Source.
____

I should have known just by the awfulness of the associated advertisement –featuring yet another tired, exhausted lamo parodoy to the zombie dance from Michael Jackson’s Thriller, with the sequence being additionally creepy in a way that I guess zombies just couldn’t manage– that the drink would be bad. However, I did not associate the ad with the fluid until I tasted it and realized it was awful and suddenly remembered that the Sobe company typically represents itself with a lizard and there recently was a horrible ad with lizards in it which may or may not have featured a bottled substance instead of car insurance irrelevant to the primary horribleness.
White backgrounds are bad news. Computer generated characters are bad news. People dancing for no reason are bad news. Advertisements are bad news. Advertisements which think they are cleverly spoofing something are worse news. When you put all that bad news together, I wish you hadn’t. I should not forget to mention, this wasn’t but some effortless robotchickeny meme-enabled jerkwork on the internet; this cost many dollars to make and millions more just to debut, I’m told, during some major sporting event or another earlier this year. This is how our masters talk to us now.
If you had asked me in 1993 if I thought allegations of molesty behavior against Michael Jackson would affect his ability to license out his music for awful unfunny over-budgeted ripoffs, I would have asked you what “molest” meant. I was ten years old, I didn’t need that in my life. If you had asked me the same question in 2003, I probably would have pointed out to you that it hadn’t much mattered in the decade leading up to then. You ask dumb questions.

____

Please copy the passage on the Sobe commercial word for word, from "I should have" up to and including "the primary horribleness.".

Data shown.
____

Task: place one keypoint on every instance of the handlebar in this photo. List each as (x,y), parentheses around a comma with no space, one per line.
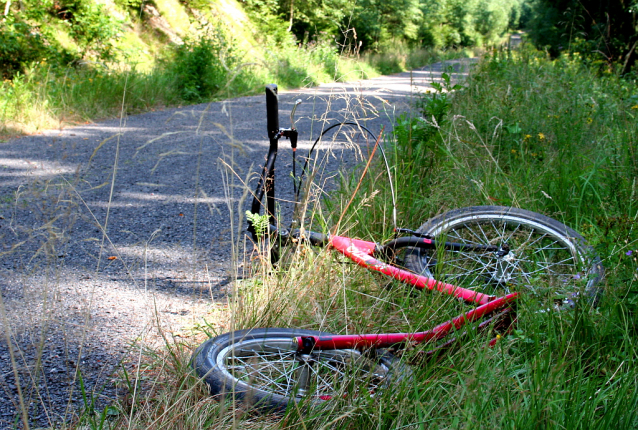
(272,111)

____

Answer for the task.
I should have known just by the awfulness of the associated advertisement –featuring yet another tired, exhausted lamo parodoy to the zombie dance from Michael Jackson’s Thriller, with the sequence being additionally creepy in a way that I guess zombies just couldn’t manage– that the drink would be bad. However, I did not associate the ad with the fluid until I tasted it and realized it was awful and suddenly remembered that the Sobe company typically represents itself with a lizard and there recently was a horrible ad with lizards in it which may or may not have featured a bottled substance instead of car insurance irrelevant to the primary horribleness.